Problem
Below are records; reproduce exactly the lines from the one that has "M 175 565 L" through the one that has "M 610 437 L", ends included, and nothing more.

Excerpted records
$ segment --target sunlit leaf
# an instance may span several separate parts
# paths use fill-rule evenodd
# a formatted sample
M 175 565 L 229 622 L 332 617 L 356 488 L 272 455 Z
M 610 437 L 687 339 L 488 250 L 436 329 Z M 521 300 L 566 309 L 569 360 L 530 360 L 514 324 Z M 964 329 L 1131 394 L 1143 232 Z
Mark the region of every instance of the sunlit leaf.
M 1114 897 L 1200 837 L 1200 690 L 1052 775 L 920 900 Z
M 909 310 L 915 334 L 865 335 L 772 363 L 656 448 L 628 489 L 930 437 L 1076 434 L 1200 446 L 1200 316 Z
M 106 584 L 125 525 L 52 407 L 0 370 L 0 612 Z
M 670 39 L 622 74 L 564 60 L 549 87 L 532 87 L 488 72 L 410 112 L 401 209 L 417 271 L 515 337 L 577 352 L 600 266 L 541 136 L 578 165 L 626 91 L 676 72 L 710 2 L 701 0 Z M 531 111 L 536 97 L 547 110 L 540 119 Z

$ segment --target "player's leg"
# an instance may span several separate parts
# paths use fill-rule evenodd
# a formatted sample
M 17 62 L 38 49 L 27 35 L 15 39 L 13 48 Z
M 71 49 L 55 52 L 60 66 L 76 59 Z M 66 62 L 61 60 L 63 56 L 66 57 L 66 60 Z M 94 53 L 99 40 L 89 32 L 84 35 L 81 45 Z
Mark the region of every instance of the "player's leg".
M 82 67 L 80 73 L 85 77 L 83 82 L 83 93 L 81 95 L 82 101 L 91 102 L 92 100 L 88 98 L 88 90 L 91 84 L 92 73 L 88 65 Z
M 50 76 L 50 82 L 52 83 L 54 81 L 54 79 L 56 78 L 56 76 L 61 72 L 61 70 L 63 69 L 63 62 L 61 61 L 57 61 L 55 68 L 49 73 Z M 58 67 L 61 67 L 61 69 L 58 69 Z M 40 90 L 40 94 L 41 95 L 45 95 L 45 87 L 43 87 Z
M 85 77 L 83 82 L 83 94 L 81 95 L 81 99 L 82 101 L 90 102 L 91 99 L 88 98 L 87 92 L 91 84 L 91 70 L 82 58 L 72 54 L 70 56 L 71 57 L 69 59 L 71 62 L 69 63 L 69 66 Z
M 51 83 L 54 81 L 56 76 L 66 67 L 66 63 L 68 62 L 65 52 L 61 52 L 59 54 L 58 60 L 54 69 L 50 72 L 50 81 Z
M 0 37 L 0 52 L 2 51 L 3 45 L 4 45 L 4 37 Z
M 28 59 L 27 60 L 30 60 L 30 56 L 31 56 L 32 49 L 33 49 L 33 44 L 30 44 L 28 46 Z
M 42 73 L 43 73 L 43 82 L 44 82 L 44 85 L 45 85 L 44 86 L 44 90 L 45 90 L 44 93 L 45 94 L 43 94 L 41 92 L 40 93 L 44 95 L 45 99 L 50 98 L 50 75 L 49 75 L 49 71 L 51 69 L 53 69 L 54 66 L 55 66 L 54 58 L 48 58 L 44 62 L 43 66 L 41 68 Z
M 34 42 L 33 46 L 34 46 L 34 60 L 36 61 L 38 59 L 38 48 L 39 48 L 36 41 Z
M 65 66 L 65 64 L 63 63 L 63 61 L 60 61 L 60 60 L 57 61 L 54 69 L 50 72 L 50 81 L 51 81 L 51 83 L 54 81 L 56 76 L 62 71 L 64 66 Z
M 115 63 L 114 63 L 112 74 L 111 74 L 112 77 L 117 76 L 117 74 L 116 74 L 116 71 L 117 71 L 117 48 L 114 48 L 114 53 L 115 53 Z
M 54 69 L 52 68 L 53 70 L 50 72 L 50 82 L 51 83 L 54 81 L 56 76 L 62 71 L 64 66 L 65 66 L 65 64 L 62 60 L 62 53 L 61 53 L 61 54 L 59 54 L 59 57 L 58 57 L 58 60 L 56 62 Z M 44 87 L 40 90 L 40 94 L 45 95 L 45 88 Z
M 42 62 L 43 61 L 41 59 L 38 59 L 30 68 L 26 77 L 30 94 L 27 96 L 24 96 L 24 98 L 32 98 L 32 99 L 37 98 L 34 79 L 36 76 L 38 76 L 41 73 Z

Response to the exercise
M 175 565 L 229 622 L 332 617 L 356 488 L 272 455 Z
M 610 437 L 687 339 L 488 250 L 436 329 Z M 521 300 L 566 309 L 569 360 L 530 360 L 514 324 Z M 964 329 L 1131 394 L 1143 232 Z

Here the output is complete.